▸ ПИСЬМЕННОЕ ЗАДАНИЕ 1
Подсчитайте, сколько строк записей содержит слово «white», учитывая регистр букв. В ответе укажите только число.

▸ РАЗДЕЛ ДОКУМЕНТА

Конечно, Англия была аристократичной, но и либеральной, в ее среднем классе росли идеи, которые уже создали Америку и преобразовывали Францию. Яростные якобинцы, вроде Дантона, хорошо разбирались в английской литературе. Религии, за которую можно сражаться, как русские или испанцы, у народа не было. В приходах служили уже не то чтобы священники, а мелкие сквайры – и довольно давно. Эта зияющая пустота превратила снобизм в единственную религию Южной Англии – пантеон богов заняли богачи.

Эта метаморфоза очень хорошо заметна по наименованию цветка, который селяне назвали «Lady’s Bedstraw»[73], хотя раньше он назывался «Our Lady’s Bedstraw»[74]. Мы убрали из названия его сравнительно демократическую часть[75], а аристократическую оставили. Южную Англию в Средние века называли садом; но теперь в этом саду выращивали фрукты и овощи, именуемые «дамами и господами».

Мы становились все более и более островной страной даже в наших действиях на континенте; наш остров все больше напоминал судно на якоре. Нас не интересовало, что Нельсон делал в Неаполе – для нас он навечно в Трафальгарской бухте; но даже это испанское слово мы не смогли произнести правильно. Однако с того момента, когда мы сочли национальной необходимостью войну с Наполеоном, мы держались одной линии. Она менялась лишь в оттенках – из трагедии выбора она стала трагедией ошибок. И в этой трагедии, уже второй раз, мы оказались на стороне немцев.

▸ ПИСЬМЕННОЕ ЗАДАНИЕ 2
Выпишите всех исторических лиц, упомянутых по имени в разделе документа об Англии.

▸ ИСХОДНЫЕ ДАННЫЕ
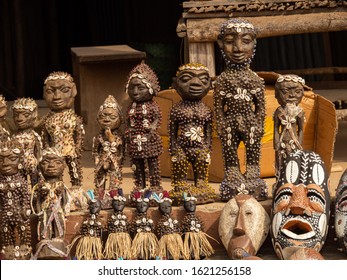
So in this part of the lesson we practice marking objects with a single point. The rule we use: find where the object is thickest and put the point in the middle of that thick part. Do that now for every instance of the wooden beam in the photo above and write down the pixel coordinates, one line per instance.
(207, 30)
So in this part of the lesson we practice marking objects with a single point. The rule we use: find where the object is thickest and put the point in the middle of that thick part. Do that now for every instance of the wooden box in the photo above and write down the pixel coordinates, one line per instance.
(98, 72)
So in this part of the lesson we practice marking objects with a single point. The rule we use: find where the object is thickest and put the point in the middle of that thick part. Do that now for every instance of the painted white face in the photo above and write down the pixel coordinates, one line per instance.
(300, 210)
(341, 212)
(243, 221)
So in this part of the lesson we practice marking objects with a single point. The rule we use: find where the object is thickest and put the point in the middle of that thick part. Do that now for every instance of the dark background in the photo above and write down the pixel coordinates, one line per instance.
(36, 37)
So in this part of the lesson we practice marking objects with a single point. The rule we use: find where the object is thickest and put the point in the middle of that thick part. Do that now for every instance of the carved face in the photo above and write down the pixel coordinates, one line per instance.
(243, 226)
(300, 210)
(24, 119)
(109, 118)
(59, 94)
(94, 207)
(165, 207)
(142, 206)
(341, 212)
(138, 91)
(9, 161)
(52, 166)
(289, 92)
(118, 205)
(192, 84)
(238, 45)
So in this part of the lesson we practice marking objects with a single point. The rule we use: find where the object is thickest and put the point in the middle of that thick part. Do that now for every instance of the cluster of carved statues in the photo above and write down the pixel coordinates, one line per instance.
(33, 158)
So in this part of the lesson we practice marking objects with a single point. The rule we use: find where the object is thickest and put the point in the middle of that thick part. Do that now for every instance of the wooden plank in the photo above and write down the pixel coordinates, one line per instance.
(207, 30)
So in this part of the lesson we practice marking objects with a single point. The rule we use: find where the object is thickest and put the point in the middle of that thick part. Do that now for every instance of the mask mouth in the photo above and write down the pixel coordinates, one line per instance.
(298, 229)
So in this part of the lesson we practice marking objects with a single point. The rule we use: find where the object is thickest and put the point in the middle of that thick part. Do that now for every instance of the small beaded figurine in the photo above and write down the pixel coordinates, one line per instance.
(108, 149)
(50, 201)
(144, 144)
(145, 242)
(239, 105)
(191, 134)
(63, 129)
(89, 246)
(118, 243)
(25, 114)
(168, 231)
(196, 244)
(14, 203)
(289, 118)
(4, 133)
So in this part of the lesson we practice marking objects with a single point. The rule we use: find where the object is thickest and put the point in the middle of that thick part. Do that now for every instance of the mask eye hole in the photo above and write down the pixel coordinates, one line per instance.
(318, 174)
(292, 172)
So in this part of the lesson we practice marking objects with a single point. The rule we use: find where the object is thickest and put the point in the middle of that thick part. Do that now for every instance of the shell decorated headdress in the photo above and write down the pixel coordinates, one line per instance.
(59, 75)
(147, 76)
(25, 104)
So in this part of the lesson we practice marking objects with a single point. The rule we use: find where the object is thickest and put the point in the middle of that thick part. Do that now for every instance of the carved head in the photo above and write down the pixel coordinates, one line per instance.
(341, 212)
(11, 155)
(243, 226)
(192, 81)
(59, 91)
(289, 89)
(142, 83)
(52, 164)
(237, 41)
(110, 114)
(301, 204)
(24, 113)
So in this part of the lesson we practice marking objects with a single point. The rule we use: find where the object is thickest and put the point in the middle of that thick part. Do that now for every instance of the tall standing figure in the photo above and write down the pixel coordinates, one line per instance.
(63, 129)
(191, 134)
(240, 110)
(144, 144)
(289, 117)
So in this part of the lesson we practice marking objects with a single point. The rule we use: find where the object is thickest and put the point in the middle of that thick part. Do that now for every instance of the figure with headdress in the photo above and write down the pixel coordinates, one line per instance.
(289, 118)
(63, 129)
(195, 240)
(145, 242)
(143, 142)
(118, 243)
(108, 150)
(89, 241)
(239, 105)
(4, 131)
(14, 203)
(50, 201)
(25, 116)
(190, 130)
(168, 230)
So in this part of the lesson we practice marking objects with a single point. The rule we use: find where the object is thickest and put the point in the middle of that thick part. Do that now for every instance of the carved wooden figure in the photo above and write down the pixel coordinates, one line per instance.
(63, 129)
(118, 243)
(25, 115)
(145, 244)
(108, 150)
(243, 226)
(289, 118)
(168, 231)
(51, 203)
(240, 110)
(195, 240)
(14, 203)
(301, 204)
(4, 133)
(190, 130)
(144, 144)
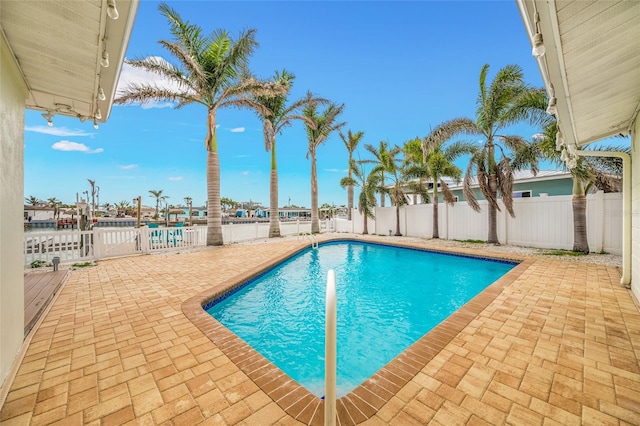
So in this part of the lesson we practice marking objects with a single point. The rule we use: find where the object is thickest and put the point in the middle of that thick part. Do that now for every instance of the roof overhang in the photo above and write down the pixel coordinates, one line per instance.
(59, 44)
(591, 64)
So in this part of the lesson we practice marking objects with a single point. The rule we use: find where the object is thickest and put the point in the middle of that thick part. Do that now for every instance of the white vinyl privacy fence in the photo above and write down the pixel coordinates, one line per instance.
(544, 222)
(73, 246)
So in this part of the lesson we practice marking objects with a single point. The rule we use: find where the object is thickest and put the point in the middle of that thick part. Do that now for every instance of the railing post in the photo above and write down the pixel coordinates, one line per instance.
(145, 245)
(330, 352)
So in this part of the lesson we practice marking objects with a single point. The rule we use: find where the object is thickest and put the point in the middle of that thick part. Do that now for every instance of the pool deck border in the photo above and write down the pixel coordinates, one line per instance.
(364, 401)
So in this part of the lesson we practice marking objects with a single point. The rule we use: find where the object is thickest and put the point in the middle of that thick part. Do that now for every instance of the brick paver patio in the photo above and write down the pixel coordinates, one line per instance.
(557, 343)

▸ РАЗОБРАННЫЙ ОТВЕТ 1
2

▸ РАЗОБРАННЫЙ ОТВЕТ 2
Дантон, Нельсон, Наполеон.